Exercises -
a: Please repeat, word for word, the stretch from "One student proposed" through "will look like." in the passage below on senior commencement plans.
b: Sum up the passage below on senior commencement plans in two sentences.

Supplied passage -
The Senior Committee hopes that the latter celebration — ideally a three-to-five-day long event — will replicate a typical Senior Week and will occur in mid-to-late August, CDC guidelines permitting. They are also working with the SGA and administration to provide seniors with financial assistance for potential travel and lodging costs. 

“This senior class wants — and deserves — to be celebrated,” members of the Senior Committee wrote in an email to The Campus. Committee members include Olivia Reed, Sandhya Sewnauth, Jack Litowitz, Vanessa Young, Emily Kerstein, Steph Miller, Julia Sinton and Catherine Blayze, all members of the classes of 2020 and 2020.5. 

The committee normally plays no role in the planning of commencement, and is only responsible for Senior Week and other senior traditions, but the administration reached out to ask their opinion on a dual ceremony. 

“The virtual ceremony is really important to hold as well,” they said in support of the proposal. “Some of our classmates may be unable to join for an in-person ceremony, so it is important to have both closure and a celebration that benefits 100% of the class.” 

The committee surveyed seniors about their preferences regarding both the virtual and in-person ceremonies. Results showed that most seniors would prefer for the in-person event to take place late this summer or during the 2020–2021 academic year.

COURTESY OF THE SENIOR COMMITTEE
A screenshot from the survey the Senior Committee sent out to all seniors earlier this month.

One student proposed a virtual tour of Laurie Patton’s house as a fun component of the online commencement in May, which the committee says they’re working on. Members are meeting with Director of Events Management Jen Erwin on Friday to make some decisions about what the virtual ceremony will look like.

The committee says that, if the event happens this summer, they are hoping to house students in the rooms they lived in this past semester. 

Holding the in-person event will also be an important way for the college to support local businesses in Middlebury, which have been hit hard by Covid-19 restrictions. “It’s the right thing to do for the class of 2020, but we’re going to need to do this for our own community,” said David Provost, the executive vice president for finance and administration. “For the restaurants, the inns: anything we can do to bring people back to the town, that’s really important.”

Available data -

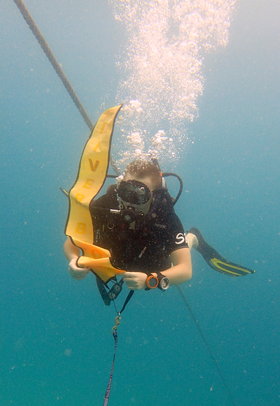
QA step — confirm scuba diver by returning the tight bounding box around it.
[64,159,252,304]
[64,160,192,290]
[63,105,254,305]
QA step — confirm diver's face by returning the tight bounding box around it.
[124,173,157,192]
[118,176,154,215]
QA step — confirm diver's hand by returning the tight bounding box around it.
[68,257,90,279]
[123,272,147,290]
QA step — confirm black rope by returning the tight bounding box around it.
[103,290,134,406]
[14,0,93,130]
[177,286,236,406]
[103,328,118,406]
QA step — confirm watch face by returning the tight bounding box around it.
[160,277,169,290]
[146,275,158,289]
[149,276,158,288]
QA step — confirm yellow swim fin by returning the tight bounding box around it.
[65,105,125,283]
[189,228,255,276]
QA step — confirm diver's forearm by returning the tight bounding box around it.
[161,264,192,285]
[63,238,80,261]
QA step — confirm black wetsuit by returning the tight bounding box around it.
[90,185,188,273]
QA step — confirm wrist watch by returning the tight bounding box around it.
[146,272,169,290]
[158,272,170,290]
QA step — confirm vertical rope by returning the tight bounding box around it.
[177,286,236,406]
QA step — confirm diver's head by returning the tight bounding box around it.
[117,159,162,215]
[124,159,162,192]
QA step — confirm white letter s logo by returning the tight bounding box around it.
[175,233,185,245]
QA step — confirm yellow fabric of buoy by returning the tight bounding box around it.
[65,105,125,283]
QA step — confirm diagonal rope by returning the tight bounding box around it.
[14,0,93,130]
[13,0,120,175]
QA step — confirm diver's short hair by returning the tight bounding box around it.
[125,159,162,187]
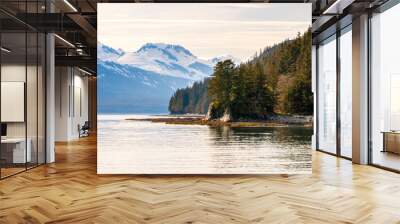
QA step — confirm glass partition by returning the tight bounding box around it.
[317,35,336,154]
[339,25,353,158]
[0,32,27,177]
[0,1,46,179]
[370,4,400,170]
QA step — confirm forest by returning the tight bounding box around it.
[169,30,313,119]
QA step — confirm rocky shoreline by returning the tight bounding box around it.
[126,115,313,127]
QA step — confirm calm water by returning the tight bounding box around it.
[97,115,312,174]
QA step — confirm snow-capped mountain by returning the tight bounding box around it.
[97,43,241,113]
[98,43,239,80]
[97,42,125,61]
[209,54,241,65]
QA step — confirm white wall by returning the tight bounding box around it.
[55,67,88,141]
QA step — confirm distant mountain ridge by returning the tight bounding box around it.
[98,43,239,81]
[97,43,241,113]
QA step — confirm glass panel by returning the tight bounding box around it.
[38,33,46,164]
[339,27,353,158]
[26,32,38,168]
[371,4,400,170]
[1,32,30,177]
[318,36,336,153]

Results of the exercise -
a:
One student proposed a virtual tour of Laurie Patton’s house as a fun component of the online commencement in May, which the committee says they’re working on. Members are meeting with Director of Events Management Jen Erwin on Friday to make some decisions about what the virtual ceremony will look like.

b: The Senior Committee, normally responsible only for Senior Week and other senior traditions, was asked by the administration for its opinion on a dual ceremony and supports holding both a virtual commencement and an in-person celebration, ideally a three-to-five-day event in mid-to-late August if CDC guidelines permit. A committee survey showed most seniors prefer the in-person event late this summer or during the 2020–2021 academic year, and David Provost, the executive vice president for finance and administration, said bringing people back would also support Middlebury businesses hit hard by Covid-19 restrictions.